Repeat word for word everything in the listing from the line containing "Would you mind pointing to the city" down through the last line of the listing.

»»

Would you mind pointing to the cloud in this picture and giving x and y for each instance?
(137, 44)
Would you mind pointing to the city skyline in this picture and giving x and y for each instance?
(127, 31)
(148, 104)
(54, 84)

««

_Task answer:_
Would you mind pointing to the city skyline in this picture and giving x and y for each instance?
(127, 31)
(148, 104)
(54, 84)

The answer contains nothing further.